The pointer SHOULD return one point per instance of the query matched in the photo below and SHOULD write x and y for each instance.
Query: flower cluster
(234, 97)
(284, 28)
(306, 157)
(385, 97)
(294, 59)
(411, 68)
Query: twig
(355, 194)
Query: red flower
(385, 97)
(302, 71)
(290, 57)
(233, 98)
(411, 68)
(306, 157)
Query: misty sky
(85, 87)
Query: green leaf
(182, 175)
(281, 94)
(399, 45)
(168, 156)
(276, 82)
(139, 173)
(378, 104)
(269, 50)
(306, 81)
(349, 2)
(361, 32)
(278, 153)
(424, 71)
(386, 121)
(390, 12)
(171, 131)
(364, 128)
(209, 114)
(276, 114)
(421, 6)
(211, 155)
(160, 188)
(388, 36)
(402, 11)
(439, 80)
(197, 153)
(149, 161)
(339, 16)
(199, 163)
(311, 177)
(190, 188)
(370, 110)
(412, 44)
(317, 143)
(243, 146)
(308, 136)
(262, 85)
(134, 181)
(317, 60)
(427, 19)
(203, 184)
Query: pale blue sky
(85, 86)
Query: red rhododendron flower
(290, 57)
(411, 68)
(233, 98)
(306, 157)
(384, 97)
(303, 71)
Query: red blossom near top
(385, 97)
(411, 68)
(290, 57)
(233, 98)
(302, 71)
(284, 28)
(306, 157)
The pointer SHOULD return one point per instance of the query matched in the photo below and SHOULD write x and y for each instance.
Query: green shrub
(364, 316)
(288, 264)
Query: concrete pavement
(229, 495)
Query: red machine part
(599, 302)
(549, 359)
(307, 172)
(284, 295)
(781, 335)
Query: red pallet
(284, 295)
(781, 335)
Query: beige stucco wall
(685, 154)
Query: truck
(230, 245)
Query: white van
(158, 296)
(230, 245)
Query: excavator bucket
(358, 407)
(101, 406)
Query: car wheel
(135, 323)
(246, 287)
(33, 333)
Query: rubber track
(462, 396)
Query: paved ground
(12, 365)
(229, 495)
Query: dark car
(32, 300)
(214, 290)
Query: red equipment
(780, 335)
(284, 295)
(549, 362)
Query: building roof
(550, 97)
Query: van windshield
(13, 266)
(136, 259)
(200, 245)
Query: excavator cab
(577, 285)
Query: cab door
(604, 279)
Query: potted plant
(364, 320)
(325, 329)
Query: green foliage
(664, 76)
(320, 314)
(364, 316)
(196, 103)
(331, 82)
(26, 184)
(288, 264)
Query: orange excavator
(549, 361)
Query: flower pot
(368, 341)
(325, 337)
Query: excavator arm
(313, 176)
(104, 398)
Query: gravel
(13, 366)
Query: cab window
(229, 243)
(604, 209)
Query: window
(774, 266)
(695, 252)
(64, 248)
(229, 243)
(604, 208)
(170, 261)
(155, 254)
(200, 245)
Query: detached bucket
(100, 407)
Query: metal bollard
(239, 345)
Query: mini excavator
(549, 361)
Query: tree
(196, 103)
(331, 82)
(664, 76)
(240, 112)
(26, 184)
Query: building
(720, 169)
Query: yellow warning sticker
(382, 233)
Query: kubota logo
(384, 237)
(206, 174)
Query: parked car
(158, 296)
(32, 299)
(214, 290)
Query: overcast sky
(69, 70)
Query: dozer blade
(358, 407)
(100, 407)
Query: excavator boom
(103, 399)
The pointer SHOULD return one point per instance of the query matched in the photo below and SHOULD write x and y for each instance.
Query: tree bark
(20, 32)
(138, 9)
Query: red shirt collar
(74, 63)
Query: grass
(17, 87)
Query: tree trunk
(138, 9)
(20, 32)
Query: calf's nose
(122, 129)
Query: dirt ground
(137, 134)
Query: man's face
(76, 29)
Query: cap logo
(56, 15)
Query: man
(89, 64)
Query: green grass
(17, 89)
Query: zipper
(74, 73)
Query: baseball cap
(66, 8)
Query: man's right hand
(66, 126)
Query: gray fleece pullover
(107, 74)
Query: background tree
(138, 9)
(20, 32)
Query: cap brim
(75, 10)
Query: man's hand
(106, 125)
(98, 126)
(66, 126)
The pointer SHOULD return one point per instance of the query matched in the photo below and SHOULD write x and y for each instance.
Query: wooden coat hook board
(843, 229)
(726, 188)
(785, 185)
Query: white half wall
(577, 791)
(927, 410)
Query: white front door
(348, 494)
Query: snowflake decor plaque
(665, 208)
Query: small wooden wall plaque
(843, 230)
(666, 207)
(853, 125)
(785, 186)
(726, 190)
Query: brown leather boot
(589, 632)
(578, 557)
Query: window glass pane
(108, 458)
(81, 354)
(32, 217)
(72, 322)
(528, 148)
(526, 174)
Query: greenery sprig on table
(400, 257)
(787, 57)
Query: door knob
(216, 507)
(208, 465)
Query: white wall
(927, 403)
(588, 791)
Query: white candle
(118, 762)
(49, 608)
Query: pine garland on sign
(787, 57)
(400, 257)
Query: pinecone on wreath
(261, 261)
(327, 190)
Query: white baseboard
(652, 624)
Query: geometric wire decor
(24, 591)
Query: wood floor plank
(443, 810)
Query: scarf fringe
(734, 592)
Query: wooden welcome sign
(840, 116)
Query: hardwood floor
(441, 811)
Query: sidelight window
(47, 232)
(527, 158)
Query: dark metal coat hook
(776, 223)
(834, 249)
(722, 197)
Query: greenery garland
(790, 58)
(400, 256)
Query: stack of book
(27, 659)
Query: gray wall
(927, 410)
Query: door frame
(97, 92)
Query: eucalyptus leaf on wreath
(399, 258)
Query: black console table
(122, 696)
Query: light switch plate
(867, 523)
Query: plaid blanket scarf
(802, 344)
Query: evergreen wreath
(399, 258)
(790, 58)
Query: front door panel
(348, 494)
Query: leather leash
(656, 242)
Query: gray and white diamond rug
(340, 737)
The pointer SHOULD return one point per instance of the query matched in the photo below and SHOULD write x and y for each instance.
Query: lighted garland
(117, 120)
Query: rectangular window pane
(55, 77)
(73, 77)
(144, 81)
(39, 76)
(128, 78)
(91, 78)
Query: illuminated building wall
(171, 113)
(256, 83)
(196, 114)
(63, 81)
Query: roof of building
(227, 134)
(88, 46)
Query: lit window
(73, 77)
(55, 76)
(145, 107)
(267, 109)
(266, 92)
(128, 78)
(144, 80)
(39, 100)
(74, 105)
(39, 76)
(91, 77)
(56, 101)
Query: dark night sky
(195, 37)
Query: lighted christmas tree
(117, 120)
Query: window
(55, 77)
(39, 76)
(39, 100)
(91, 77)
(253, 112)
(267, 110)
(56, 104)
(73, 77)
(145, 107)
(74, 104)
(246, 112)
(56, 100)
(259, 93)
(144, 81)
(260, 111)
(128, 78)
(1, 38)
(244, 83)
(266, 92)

▶ [What is required] Lay out the records above as a numbered list, from the line that contains "Query: wood floor plank" through the end of the records, and leave out any blank lines.

▶ [Response to the task]
1. Query: wood floor plank
2. (443, 810)
3. Query: scarf fringe
4. (734, 592)
5. Query: wooden welcome sign
6. (840, 116)
7. Query: hardwood floor
8. (441, 811)
9. Query: sidelight window
10. (47, 232)
11. (527, 158)
12. Query: dark metal coat hook
13. (776, 223)
14. (834, 249)
15. (722, 197)
16. Query: greenery garland
17. (790, 58)
18. (400, 256)
19. Query: stack of book
20. (27, 659)
21. Query: gray wall
22. (927, 410)
23. Query: door frame
24. (97, 92)
25. Query: eucalyptus leaf on wreath
26. (399, 258)
27. Query: black console table
28. (122, 696)
29. Query: light switch plate
30. (867, 523)
31. Query: plaid blanket scarf
32. (802, 344)
33. Query: evergreen wreath
34. (399, 258)
35. (790, 58)
36. Query: front door panel
37. (348, 494)
38. Query: leather leash
39. (656, 242)
40. Query: gray and white diamond rug
41. (340, 737)
42. The pointer SHOULD return one point per instance of the query matched in the photo below and SHOULD write x and y for each instance.
43. Query: lighted garland
44. (117, 120)
45. Query: rectangular window pane
46. (55, 77)
47. (73, 77)
48. (144, 81)
49. (39, 76)
50. (128, 78)
51. (91, 78)
52. Query: illuminated building wall
53. (171, 113)
54. (256, 83)
55. (196, 114)
56. (63, 81)
57. Query: roof of building
58. (227, 134)
59. (88, 46)
60. Query: lit window
61. (73, 77)
62. (55, 76)
63. (145, 107)
64. (267, 109)
65. (266, 92)
66. (128, 78)
67. (144, 80)
68. (39, 100)
69. (74, 105)
70. (39, 76)
71. (91, 77)
72. (56, 101)
73. Query: dark night sky
74. (195, 37)
75. Query: lighted christmas tree
76. (117, 120)
77. Query: window
78. (55, 77)
79. (39, 76)
80. (39, 100)
81. (91, 77)
82. (253, 112)
83. (267, 110)
84. (56, 104)
85. (73, 77)
86. (145, 107)
87. (74, 104)
88. (246, 112)
89. (56, 100)
90. (259, 93)
91. (144, 81)
92. (260, 111)
93. (128, 78)
94. (1, 38)
95. (244, 83)
96. (266, 92)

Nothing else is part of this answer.